### ЗАДАНИЯ
**1)** Переведите на английский предложение из фрагмента о съемках фильма «Женщина моей жизни»: «Меня заинтересовала эта женщина; она чувствует себя загнанной, но в то же время боится потерять мужа, если он излечится, и в определенный момент дает ему стакан виски.»
**2)** Продолжите фрагмент о съемках фильма «Женщина моей жизни» несколькими предложениями, которые идут сразу за последним.

### ФРАГМЕНТ ТЕКСТА
В тот год я снималась в фильме «Женщина моей жизни» Варнье, роль необыкновенная, мне предстояло сыграть жену алкоголика – его играл Кристоф Малавуа, – который пытается излечиться с помощью Жана Луи Трентиньяна. Меня заинтересовала эта женщина; она чувствует себя загнанной, но в то же время боится потерять мужа, если он излечится, и в определенный момент дает ему стакан виски. Я спросила у одного психиатра, которого встретила в саду Трокадеро, возможно ли, чтобы член семьи совершил подобный поступок, и он в ответ воскликнул: «Все беды от самых близких!» Мишель Пикколи посоветовал мне внимательно прочитать сценарий, поскольку высоко ценил своего друга Режиса Варнье как режиссера-постановщика.

### ИСХОДНЫЕ ДАННЫЕ
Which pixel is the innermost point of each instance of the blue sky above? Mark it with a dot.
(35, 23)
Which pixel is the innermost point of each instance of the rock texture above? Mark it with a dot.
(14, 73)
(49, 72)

### ОТВЕТЫ
**1)** I was intrigued by this woman; she feels cornered, yet at the same time she is afraid of losing her husband if he recovers, and at a certain point she gives him a glass of whiskey.

**2)**
Я снималась и у Годара, в фильме «Береги правую»; Жан Люк Годар, предлагая мне роль, прибегнул к смешной уловке – позвонил мне и оставил на автоответчике сообщение, произнесенное с его характерным швейцарским акцентом: «Я снимаю фильм про стрекозу и муравья, не хотели бы вы быть стрекозой?» Муравья играл Вильре, я решила, что это чей-то розыгрыш, но Жак Дуайон сказал, что это действительно его голос… Репетиция сцены в машине с откидным верхом проходила не вполне обычно. Годар, у которого был сильный насморк, обмотал шею толстым шарфом; он энергично протер губкой ветровое стекло, а затем провел этой же губкой мне по лицу. Потом мы сняли дубль с Вильре, который проделал все это гораздо более мягко, и Годар воскликнул: «Что за дерьмо!» – я не расплакалась, но, поскольку у меня был крупный план, приняла это на свой счет. Каролина Шампетье, главный оператор, позже немного утешила меня в порту Трувиля, вернее, это я ее утешила, потому что она была вся в слезах и все повторяла: «Это не относится ни к кому лично, это он так думает о самом себе».
1987
В Межев приехали в пятницу вечером, я в прекрасном настроении, счастливая, поселились в прелестном маленьком шале с балконом, все из светлого дерева, сделано по заказу баронессы Ротшильд.